Copy all the material that follows, keeping every character the same.

### Input
===

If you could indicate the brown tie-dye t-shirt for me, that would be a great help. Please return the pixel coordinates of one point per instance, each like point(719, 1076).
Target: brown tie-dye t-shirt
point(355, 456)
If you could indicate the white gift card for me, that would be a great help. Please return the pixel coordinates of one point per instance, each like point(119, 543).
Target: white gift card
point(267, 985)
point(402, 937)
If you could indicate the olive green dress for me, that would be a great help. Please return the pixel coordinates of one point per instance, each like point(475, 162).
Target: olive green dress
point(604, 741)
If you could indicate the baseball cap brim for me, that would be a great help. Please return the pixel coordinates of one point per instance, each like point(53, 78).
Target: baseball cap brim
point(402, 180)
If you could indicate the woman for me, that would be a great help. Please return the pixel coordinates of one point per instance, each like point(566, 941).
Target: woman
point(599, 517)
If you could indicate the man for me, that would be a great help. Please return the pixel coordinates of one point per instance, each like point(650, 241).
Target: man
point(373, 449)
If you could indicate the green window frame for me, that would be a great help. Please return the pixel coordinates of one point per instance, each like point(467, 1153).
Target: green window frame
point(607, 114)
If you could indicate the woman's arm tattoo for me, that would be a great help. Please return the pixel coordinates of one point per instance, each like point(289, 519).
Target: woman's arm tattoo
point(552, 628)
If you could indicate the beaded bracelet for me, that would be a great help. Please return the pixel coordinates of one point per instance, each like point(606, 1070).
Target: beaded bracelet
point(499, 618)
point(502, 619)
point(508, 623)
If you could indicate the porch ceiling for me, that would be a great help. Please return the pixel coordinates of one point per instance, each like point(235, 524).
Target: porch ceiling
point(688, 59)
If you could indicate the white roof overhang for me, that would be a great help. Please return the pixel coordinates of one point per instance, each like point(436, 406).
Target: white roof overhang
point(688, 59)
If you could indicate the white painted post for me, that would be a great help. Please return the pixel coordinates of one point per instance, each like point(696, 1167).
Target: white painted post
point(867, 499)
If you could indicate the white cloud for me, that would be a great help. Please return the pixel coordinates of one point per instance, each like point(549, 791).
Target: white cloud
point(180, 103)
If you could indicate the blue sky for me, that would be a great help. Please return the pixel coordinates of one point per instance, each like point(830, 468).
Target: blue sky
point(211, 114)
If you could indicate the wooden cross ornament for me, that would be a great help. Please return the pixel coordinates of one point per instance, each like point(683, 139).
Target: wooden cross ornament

===

### Exercise response
If you could indicate the brown tie-dye t-shirt for me, that would be a great help. Please return the pixel coordinates of one point per instance, each like point(719, 1076).
Target: brown tie-dye t-shirt
point(355, 456)
If you could indicate the white gift card for me, that would be a great help. Please return the pixel coordinates of one point per instance, each like point(119, 543).
Target: white gift card
point(267, 985)
point(402, 937)
If you could indicate the olive green dress for me, that would be a great help. Please return the pixel coordinates of one point per instance, each like point(475, 162).
Target: olive green dress
point(604, 741)
If you could indicate the baseball cap brim for me, that would be a great help. Please return the pixel coordinates of one point per instance, each like point(53, 78).
Target: baseball cap brim
point(402, 180)
If you could indicate the woman for me, that would be a great help. Please return the pixel coordinates of one point per instance, each like point(566, 941).
Target: woman
point(599, 517)
If you could indicate the man for me, that would be a great help. Please return the pixel coordinates of one point per instance, each like point(650, 241).
Target: man
point(373, 449)
If you could indicate the green window frame for me, that would be a great help. Please return the pixel coordinates of one point per instance, each like point(467, 1153).
Target: green window frame
point(607, 114)
If you could indicate the woman's arm tattoo for me, that would be a great help. Please return the pixel coordinates of one point per instance, each like point(289, 519).
Target: woman's arm tattoo
point(552, 628)
If you could indicate the beaded bracelet for me, that would be a great help. Please return the pixel coordinates of one point per instance, each like point(606, 1070).
Target: beaded bracelet
point(499, 618)
point(502, 619)
point(508, 623)
If you could indicate the porch ceiling for me, that would be a great help. Please return the pixel coordinates of one point per instance, each like point(235, 524).
Target: porch ceiling
point(688, 59)
If you could indicate the white roof overhang for me, that would be a great help. Please return the pixel coordinates of one point per instance, each like point(436, 406).
Target: white roof overhang
point(688, 59)
If you could indicate the white painted post for me, that would be a great help. Please return the pixel coordinates of one point per instance, each like point(696, 1167).
Target: white painted post
point(867, 499)
If you could indicate the white cloud for me, that would be a great help. Please return the pixel coordinates of one point per instance, each like point(549, 791).
Target: white cloud
point(180, 103)
If you could indicate the blue sky for me, that would be a great help. Please return the pixel coordinates of one point per instance, each like point(830, 468).
Target: blue sky
point(211, 114)
If you could indicate the wooden cross ornament for me, that would be a great help. Please return the pixel coordinates of one point per instance, each like point(683, 139).
Target: wooden cross ornament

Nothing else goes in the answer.